BEGIN Document segment

Key Point: Possible fetal damage from ultrasound within approved exposure range.

Reassessment of Teratogenic Risk from Antenatal Ultrasound

Emily L. Williams (Department of Anatomical Sciences and Neurobiology) and Manuel F. Casanova (Department of Psychiatry and Behavioral Sciences), University of Louisville School of Medicine, Louisville, Kentucky. Translational Neuroscience 4(1), 2013 pp 81-87. DOI: 10.2478/s13380-013-0112-7.

Antenatal Ultrasound Risks (link to complete document)


Science has shown that risk of cavitation and hyperthermia following prenatal ultrasound exposure is relatively negligible provided intensity, frequency, duration of exposure, and total numbers of exposures are safely limited. However, noncavitational mechanisms have been poorly studied and occur within what are currently considered “safe” levels of exposure. To date, the teratogenic capacity of noncavitational effectors are largely unknown, although studies have shown that different forms of ultrasound-induced hydraulic forces and pressures can alter membrane fluidity, proliferation, and expression of inflammatory and repair markers. Loose regulations, poor end user training, and unreliable ultrasound equipment may also increase the likelihood of cavitation and hyperthermia during prenatal exposure with prolonged durations and increased intensities. The literature suggests a need for tighter regulations on the use of ultrasound and further studies into its teratogenicity.

END Document segment
BEGIN Information shown

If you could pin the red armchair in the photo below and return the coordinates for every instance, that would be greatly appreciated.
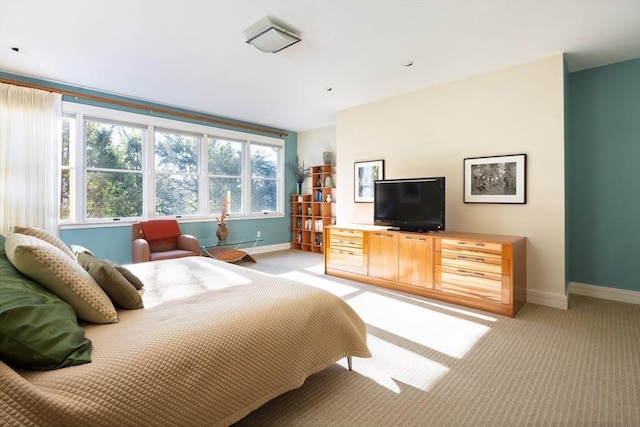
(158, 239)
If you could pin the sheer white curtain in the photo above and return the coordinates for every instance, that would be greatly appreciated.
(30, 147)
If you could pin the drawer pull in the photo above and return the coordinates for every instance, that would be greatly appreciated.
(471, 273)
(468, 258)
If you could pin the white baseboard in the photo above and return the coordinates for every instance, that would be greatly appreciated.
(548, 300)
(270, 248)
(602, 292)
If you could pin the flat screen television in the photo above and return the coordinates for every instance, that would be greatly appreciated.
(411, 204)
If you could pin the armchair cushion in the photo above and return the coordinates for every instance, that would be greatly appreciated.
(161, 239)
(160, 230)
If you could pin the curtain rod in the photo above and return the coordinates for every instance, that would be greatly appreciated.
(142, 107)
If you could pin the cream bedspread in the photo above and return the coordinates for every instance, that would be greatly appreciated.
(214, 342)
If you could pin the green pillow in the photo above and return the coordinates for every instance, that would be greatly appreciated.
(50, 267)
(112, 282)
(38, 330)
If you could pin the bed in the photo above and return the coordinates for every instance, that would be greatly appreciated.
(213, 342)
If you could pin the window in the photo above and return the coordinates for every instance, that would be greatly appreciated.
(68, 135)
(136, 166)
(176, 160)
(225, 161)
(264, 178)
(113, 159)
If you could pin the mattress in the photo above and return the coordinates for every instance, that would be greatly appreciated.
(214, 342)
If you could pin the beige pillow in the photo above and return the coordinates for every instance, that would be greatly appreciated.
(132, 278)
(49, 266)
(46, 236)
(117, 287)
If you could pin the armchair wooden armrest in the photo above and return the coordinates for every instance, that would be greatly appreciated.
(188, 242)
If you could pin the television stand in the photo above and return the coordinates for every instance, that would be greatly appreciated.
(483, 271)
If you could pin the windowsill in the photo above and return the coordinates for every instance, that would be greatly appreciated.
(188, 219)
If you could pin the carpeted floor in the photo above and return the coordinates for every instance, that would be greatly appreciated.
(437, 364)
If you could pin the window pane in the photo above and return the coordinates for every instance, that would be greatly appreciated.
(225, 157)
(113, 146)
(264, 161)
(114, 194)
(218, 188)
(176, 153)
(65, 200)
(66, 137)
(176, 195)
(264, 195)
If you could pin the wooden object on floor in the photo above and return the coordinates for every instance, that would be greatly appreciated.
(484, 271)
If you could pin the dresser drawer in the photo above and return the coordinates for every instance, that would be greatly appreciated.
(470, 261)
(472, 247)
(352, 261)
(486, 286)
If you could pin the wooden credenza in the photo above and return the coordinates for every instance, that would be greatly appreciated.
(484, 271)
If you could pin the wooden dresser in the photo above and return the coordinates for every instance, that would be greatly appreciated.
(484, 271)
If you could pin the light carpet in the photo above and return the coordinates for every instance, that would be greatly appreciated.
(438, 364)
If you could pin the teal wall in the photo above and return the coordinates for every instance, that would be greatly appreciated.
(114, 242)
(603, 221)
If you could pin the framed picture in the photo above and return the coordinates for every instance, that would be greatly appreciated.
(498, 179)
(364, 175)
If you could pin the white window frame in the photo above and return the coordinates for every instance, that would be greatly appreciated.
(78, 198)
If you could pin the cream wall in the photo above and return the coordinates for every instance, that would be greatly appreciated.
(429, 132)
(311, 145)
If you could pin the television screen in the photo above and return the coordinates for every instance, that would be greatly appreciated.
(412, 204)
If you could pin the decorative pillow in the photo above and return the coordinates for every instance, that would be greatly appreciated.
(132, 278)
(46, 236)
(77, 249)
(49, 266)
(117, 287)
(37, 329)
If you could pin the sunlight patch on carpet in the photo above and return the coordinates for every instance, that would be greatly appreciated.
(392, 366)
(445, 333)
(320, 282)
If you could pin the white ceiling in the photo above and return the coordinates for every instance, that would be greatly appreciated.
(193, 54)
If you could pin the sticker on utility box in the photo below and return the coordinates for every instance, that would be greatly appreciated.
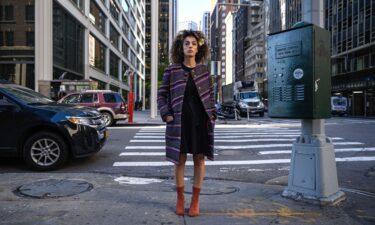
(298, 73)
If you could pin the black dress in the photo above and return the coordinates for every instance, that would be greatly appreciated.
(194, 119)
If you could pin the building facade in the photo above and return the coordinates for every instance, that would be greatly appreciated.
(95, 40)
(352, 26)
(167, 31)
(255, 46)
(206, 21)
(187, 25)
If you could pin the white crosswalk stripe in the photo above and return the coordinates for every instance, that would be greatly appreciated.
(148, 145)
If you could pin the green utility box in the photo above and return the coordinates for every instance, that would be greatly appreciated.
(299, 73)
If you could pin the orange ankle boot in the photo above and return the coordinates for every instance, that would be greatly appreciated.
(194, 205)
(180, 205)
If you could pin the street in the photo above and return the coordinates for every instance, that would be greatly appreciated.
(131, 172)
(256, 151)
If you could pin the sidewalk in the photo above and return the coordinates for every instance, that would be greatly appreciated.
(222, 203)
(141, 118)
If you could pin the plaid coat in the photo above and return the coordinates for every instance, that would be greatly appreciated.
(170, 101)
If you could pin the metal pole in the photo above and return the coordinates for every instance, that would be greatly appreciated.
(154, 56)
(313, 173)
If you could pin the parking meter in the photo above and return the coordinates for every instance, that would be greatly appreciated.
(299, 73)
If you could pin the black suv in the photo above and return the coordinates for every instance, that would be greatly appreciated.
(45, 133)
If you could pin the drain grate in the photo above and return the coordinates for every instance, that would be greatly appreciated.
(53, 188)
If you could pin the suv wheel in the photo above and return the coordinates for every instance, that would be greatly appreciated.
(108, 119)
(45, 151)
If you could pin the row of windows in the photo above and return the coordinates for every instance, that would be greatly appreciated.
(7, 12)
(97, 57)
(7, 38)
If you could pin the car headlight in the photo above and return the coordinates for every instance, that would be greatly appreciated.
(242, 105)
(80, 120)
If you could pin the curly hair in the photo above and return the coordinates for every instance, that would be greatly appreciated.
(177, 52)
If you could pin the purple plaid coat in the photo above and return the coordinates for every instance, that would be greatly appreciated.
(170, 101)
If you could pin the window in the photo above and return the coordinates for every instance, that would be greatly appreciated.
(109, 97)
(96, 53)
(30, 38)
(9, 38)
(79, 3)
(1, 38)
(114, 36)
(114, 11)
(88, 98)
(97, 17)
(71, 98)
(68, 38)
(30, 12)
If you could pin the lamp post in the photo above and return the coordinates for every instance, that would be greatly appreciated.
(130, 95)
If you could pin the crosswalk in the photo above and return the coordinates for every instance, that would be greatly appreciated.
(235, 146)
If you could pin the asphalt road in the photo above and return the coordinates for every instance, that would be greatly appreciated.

END Information shown

Questions to answer:
(a) Transcribe everything in the antenatal ultrasound text from "Key Point: Possible" down to "81-87. DOI: 10.2478/s13380-013-0112-7.".
(b) Please say whether each statement agrees with the antenatal ultrasound text, answering yes or no and quoting the words that decide it: (i) noncavitational mechanisms have been well studied; (ii) poor end user training may make cavitation and hyperthermia more likely; (iii) the article appeared in Translational Neuroscience.

Answers to this exercise:
(a)
Key Point: Possible fetal damage from ultrasound within approved exposure range.

Reassessment of Teratogenic Risk from Antenatal Ultrasound

Emily L. Williams (Department of Anatomical Sciences and Neurobiology) and Manuel F. Casanova (Department of Psychiatry and Behavioral Sciences), University of Louisville School of Medicine, Louisville, Kentucky. Translational Neuroscience 4(1), 2013 pp 81-87. DOI: 10.2478/s13380-013-0112-7.

(b)
(i) No: "noncavitational mechanisms have been poorly studied"
(ii) Yes: "Loose regulations, poor end user training, and unreliable ultrasound equipment may also increase the likelihood of cavitation and hyperthermia"
(iii) Yes: "Translational Neuroscience 4(1), 2013 pp 81-87"